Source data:
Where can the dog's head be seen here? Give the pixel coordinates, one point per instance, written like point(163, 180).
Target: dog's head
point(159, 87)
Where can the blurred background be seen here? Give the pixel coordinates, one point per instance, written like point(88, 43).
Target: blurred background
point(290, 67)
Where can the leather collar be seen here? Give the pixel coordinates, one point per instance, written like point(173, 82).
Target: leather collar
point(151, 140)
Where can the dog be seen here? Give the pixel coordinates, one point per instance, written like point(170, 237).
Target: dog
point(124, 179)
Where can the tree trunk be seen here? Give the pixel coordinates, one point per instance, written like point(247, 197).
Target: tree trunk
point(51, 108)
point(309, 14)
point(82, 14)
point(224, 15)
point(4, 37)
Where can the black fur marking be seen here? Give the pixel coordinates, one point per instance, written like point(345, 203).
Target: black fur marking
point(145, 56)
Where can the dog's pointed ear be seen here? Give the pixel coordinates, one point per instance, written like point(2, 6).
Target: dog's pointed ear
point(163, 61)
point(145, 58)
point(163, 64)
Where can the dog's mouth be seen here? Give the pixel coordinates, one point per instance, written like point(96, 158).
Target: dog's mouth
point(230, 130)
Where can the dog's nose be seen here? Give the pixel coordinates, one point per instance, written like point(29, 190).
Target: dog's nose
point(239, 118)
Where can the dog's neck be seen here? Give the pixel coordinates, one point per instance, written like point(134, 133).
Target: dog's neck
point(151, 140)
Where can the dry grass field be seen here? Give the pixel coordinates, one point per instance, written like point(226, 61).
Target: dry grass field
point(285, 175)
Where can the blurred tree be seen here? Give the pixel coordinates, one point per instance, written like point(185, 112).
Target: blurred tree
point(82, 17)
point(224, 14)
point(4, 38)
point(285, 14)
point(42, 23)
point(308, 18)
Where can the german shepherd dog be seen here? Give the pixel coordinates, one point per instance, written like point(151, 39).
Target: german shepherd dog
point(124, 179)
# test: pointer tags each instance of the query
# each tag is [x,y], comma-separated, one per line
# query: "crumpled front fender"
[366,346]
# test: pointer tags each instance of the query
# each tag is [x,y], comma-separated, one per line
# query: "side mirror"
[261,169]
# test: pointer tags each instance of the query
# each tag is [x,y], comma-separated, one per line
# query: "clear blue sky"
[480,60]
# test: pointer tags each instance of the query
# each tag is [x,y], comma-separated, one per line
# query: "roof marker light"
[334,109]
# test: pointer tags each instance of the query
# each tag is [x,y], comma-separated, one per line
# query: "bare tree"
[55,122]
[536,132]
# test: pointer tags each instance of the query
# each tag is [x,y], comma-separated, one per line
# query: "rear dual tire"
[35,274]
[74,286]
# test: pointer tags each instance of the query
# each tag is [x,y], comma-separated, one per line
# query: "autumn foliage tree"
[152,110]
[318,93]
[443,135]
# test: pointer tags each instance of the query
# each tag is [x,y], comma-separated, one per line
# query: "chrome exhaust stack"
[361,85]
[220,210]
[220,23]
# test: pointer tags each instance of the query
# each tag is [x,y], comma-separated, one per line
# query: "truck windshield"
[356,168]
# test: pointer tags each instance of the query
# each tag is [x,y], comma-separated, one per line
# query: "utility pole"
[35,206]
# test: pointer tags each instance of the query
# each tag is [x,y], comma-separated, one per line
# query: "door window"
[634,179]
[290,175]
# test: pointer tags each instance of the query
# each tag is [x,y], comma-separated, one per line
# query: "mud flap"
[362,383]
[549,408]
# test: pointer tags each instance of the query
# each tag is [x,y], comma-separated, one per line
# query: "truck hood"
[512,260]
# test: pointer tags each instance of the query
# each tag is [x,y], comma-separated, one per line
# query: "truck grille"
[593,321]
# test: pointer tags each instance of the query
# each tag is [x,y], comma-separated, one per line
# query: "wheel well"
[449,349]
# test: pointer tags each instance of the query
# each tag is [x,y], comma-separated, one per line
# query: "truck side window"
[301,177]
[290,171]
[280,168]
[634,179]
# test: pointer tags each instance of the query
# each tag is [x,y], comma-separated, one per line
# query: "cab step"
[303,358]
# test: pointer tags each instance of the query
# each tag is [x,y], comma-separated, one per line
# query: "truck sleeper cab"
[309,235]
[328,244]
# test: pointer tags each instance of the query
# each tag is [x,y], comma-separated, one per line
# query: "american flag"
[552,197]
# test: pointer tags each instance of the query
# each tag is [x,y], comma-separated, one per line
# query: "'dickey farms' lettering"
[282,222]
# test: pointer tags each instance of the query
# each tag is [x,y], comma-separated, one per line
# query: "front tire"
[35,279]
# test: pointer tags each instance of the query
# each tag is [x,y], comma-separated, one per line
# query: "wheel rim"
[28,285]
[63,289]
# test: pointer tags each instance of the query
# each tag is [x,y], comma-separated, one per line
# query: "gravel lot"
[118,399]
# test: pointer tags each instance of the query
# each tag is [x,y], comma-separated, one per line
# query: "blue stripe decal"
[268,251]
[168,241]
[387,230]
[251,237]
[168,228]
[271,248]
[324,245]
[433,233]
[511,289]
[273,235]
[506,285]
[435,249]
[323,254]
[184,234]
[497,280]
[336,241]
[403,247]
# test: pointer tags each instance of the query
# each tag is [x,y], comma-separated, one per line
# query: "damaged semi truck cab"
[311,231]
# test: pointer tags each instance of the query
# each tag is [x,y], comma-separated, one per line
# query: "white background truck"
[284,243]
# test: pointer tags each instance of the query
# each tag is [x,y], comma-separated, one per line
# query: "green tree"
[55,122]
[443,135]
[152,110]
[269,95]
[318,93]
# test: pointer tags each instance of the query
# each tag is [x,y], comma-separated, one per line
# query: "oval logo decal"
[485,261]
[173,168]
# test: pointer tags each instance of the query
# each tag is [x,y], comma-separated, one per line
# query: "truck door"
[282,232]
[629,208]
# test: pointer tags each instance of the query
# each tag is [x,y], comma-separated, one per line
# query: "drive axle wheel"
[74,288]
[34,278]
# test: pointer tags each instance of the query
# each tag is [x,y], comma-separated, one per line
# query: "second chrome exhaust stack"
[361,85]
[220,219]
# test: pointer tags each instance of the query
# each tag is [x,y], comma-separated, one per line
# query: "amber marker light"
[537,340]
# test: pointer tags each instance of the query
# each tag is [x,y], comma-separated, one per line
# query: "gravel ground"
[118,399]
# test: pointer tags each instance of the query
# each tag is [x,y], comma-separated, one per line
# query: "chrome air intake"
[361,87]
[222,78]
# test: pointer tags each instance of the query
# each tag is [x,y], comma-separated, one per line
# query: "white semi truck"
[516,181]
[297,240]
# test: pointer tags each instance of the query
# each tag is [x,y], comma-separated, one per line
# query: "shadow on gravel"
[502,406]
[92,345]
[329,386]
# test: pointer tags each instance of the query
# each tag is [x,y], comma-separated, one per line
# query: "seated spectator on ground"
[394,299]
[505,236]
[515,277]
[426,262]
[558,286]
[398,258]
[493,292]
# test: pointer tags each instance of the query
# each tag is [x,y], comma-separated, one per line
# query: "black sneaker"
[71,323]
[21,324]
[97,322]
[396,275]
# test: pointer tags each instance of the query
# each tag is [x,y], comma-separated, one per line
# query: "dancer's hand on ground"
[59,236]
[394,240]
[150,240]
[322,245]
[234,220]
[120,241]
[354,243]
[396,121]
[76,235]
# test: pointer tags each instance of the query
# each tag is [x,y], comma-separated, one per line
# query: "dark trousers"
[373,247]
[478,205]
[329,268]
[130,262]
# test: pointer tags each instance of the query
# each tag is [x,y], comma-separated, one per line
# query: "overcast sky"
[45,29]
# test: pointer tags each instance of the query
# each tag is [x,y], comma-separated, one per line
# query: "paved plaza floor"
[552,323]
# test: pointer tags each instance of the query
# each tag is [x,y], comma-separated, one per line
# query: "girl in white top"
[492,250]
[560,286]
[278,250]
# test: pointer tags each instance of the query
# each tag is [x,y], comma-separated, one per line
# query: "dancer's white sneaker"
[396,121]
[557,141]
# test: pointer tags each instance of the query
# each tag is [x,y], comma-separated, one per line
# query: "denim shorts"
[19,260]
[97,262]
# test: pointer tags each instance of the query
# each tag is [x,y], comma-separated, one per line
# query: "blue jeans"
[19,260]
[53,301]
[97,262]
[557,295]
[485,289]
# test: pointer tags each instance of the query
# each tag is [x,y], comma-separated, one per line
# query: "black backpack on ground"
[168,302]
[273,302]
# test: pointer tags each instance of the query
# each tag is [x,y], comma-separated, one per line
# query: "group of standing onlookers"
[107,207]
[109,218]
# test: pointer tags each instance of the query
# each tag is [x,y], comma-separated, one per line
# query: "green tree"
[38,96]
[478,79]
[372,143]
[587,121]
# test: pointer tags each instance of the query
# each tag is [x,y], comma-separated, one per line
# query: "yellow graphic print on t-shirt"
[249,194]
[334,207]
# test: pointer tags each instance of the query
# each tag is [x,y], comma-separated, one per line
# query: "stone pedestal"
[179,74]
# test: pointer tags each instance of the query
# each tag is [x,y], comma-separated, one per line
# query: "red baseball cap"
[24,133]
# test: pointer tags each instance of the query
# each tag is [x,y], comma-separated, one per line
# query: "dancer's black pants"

**PROBLEM TO WORK ON:**
Output only the lines from the one with "graphic print on" through the last line of the entries above; please keep them exact.

**REPLY TO THE EXERCISE:**
# query: "yellow graphic print on t-shirt"
[249,194]
[334,207]
# test: pointer tags each instance of the query
# each tag is [x,y], comma-separated, one per line
# query: "stone pedestal"
[179,74]
# test: pointer tags each instance of the query
# each tag is [x,y], comma-separated, one per line
# query: "red baseball cap"
[24,133]
# test: pointer tags each instance of the query
# each tag is [x,y], comma-separated, one per line
# query: "dancer's black pants"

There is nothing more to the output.